- _Task objective_
Lay out the items from the line that has "Find the fleece" through the end of the items as a two-column CSV with the columns item_text and answer. Give one row per item, with its text and its answer each in a single quoted field and every line break replaced by a space.

- _Records shown_
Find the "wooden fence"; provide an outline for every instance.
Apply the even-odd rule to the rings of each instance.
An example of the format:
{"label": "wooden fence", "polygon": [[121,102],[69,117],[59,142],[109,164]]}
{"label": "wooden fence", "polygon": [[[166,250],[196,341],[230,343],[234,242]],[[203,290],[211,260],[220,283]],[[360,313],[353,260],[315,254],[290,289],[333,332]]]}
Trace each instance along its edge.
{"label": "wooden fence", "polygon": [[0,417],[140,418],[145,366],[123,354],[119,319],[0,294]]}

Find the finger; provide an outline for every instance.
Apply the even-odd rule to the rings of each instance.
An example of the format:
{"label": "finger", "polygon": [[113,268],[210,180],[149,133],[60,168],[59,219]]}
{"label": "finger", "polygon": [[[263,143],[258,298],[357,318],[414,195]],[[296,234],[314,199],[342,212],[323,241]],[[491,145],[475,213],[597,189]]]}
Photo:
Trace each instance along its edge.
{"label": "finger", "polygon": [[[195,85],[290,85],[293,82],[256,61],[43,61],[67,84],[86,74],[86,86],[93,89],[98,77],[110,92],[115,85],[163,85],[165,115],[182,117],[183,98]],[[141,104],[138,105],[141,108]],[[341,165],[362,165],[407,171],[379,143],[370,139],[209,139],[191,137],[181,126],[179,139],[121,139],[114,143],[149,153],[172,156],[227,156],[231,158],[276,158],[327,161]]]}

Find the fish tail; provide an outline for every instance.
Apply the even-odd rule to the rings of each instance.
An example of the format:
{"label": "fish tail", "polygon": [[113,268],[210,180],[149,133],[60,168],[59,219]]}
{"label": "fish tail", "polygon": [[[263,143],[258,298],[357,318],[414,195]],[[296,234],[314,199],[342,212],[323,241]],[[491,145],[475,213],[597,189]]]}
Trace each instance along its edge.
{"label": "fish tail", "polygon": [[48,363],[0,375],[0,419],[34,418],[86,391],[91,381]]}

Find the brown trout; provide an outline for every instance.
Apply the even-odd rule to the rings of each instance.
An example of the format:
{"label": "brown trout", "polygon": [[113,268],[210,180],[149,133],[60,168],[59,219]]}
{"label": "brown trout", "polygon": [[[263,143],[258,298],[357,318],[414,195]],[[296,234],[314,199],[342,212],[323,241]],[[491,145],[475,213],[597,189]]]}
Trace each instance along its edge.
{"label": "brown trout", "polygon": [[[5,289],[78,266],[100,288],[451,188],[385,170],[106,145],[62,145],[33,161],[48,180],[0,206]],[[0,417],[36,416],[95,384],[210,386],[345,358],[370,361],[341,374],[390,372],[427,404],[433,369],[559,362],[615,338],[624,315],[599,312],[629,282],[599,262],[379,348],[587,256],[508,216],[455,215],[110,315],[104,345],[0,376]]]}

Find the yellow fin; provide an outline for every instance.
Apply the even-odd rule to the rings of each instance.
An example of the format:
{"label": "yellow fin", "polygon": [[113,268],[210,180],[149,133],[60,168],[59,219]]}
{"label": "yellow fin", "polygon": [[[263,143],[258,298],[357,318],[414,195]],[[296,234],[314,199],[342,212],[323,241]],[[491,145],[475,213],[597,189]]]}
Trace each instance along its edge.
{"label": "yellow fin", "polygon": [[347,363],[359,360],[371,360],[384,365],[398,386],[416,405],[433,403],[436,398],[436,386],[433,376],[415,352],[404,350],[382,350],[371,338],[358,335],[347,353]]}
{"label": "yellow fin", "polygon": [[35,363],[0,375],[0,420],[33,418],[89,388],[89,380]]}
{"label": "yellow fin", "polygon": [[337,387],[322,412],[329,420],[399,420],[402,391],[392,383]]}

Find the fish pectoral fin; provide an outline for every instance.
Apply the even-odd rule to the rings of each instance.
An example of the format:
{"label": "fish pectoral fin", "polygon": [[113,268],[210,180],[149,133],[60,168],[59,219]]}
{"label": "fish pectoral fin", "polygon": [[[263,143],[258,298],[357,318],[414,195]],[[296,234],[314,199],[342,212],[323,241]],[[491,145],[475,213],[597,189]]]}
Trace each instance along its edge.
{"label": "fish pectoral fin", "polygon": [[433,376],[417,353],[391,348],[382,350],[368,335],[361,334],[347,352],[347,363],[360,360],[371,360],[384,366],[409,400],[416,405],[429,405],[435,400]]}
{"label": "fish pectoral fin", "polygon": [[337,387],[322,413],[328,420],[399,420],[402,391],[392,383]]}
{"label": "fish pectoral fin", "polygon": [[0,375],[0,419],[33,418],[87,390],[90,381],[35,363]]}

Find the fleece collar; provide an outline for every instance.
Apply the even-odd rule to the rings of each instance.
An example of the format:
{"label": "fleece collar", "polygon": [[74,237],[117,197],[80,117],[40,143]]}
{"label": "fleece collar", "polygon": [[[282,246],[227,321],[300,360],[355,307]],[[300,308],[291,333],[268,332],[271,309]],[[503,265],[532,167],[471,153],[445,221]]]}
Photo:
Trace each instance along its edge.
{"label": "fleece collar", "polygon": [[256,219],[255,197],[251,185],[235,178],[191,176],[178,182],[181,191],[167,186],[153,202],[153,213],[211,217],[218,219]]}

- _Response to the task_
item_text,answer
"Find the fleece collar; provide an outline for every instance. Apply the even-odd rule to the rings of each instance. An example of the format: {""label"": ""fleece collar"", ""polygon"": [[74,237],[117,197],[80,117],[40,143]]} {""label"": ""fleece collar"", ""polygon"": [[[282,246],[227,321],[300,360],[355,307]],[[300,308],[291,333],[268,332],[271,309]],[[503,265],[532,167],[471,153],[445,221]]]} Photo: Trace each instance along its edge.","{""label"": ""fleece collar"", ""polygon"": [[256,219],[255,197],[251,185],[235,178],[191,176],[178,182],[181,191],[167,186],[153,202],[153,213],[211,217],[218,219]]}"